# ИСХОДНЫЙ ТЕКСТ
▼▼▼

Читать книгу «Йошкар-Ола – не Ницца, зима здесь дольше длится» онлайн полностью📖 — Владимира Ивановича Чистополова — MyBook.
image

Осколки войны

Трофейные вещи еще имели хождение. Почти в каждой семье, куда с фронта вернулся солдат, находились такие вещи. Это могла быть немецкая губная гармошка, штык-нож, украшенный свастикой, посуда, вилки-ложки с немецким клеймом. И пистолеты ТТ по рукам кое-где ходили, хотя за их хранение могли серьезно наказать. Даже в школу шустрые отпрыски пистолеты приносили с полными обоймами, тырили у своих спившихся израненных отцов-инвалидов. Безногих инвалидов войны в начале шестидесятых было много. Они ездили на деревянных площадках, оснащенных двумя парами подшипников, отталкиваясь от земли деревянными рукоятками, похожими на пресс-папье. Каталки скрипели и двигались с трудом. Инвалиды упирались в землю что есть мочи не в силах преодолеть рытвины, их подталкивали прохожие. Напротив школы был пивной ларек с вывеской, сделанной в старорежимном стиле. Там и винишко, кажется, какое-то продавали в розлив. Часто какой-нибудь безногий инвалид, не рассчитав дозу, падал со своей повозки прямо в грязь и валялся там, пока не приходила жена, которая тащила его домой грязного почти волоком, а он плакал и матерился.

Сейчас все это может показаться диким, а тогда было в порядке вещей. На трехколесных колясках, приводимых в движение рычагами, ездили только избранные. Впрочем, с каждым годом израненных на войне солдат становилось все меньше. Они умирали от ран. Хоронили их незаметно, без оркестров и торжественных речей.

Как-то накануне 9 мая, включив телевизор, случайно попал на передачу, где ребята из поискового отряда раскопали очередную безвестную могилу нескольких советских солдат времен Великой Отечественной войны. Бросилось в глаза то, что под поржавевшей каской "улыбались" свету божьему два ряда ровных белоснежных зубов. И сердце стиснуло от жалости, ведь такие зубы могут быть только у очень молодого солдата, вчерашнего мальчишки. Мальчишки, который погиб за то, чтобы я мог жить. Мы в неоплатном долгу перед солдатами, воевавшими и победившими в страшной войне. 20 миллионов погибших. А сколько раненых, контуженых? Сколько горя принесла война и тем, кто волею судьбы выжил, но страшные отметины остались навсегда.

▲▲▲

# ИЗВЛЕЧЕННЫЕ ЗАПИСИ
▼▼▼

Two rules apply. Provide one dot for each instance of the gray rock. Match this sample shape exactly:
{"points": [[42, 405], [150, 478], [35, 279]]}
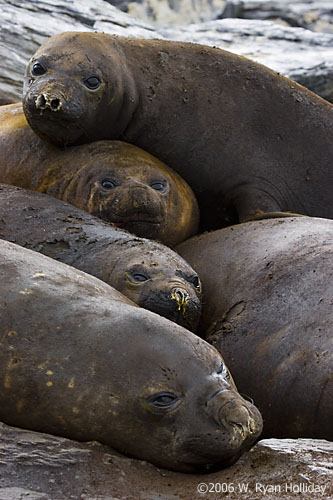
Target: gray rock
{"points": [[300, 54], [316, 15], [36, 466]]}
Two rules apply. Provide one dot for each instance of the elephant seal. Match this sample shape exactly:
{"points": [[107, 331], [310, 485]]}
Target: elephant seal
{"points": [[149, 273], [268, 295], [81, 361], [247, 140], [115, 181]]}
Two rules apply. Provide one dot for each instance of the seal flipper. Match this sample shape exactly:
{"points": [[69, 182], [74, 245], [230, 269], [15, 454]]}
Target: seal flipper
{"points": [[253, 203]]}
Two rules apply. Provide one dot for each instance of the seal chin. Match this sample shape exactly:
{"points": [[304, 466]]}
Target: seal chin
{"points": [[178, 304]]}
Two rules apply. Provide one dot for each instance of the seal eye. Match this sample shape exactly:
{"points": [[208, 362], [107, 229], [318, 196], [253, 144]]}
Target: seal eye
{"points": [[163, 399], [38, 69], [196, 282], [92, 83], [108, 184], [223, 370], [157, 185]]}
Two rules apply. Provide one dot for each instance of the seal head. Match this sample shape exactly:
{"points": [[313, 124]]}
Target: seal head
{"points": [[101, 368], [77, 101], [123, 184]]}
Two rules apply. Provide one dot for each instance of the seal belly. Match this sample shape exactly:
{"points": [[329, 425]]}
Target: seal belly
{"points": [[268, 308]]}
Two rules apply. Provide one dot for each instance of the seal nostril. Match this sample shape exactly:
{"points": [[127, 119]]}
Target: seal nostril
{"points": [[40, 101], [55, 104]]}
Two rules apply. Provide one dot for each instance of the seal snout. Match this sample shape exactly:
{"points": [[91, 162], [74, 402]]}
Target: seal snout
{"points": [[230, 411], [182, 298], [43, 101]]}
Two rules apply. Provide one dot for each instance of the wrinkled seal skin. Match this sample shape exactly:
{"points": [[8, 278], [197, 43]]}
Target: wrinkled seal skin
{"points": [[246, 139], [115, 181], [78, 362], [150, 274], [268, 298]]}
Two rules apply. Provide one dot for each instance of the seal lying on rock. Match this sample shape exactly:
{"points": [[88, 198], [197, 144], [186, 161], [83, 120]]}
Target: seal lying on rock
{"points": [[81, 361], [115, 181], [150, 274], [268, 295], [246, 139]]}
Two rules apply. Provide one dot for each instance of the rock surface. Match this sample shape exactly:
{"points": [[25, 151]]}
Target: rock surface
{"points": [[36, 466], [316, 15], [304, 56]]}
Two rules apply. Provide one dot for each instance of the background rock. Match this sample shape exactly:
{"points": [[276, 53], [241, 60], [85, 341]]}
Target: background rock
{"points": [[304, 56], [36, 466]]}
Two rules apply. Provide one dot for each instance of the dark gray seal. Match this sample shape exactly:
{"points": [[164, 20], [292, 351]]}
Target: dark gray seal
{"points": [[149, 273], [268, 306], [112, 180], [246, 139], [80, 360]]}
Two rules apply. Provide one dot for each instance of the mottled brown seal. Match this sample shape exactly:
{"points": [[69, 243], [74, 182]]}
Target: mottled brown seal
{"points": [[115, 181], [149, 273], [268, 295], [246, 139], [80, 361]]}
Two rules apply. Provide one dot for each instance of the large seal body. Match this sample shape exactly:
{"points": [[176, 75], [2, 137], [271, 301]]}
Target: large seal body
{"points": [[149, 273], [268, 294], [80, 360], [113, 180], [245, 138]]}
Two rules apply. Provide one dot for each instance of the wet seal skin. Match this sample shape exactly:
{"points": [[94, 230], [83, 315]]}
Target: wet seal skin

▲▲▲

# ЧТО НУЖНО СДЕЛАТЬ
(a) Перечислите все трофейные вещи, которые, согласно тексту «Осколки войны», могли найтись в семье вернувшегося с фронта солдата.
(b) Сколько погибших в войне называет текст «Осколки войны»?
Записи никак не связаны с текстом.

# ОТВЕТЫ
(a) Немецкая губная гармошка, штык-нож, украшенный свастикой, посуда, вилки-ложки с немецким клеймом.

(b) 20 миллионов.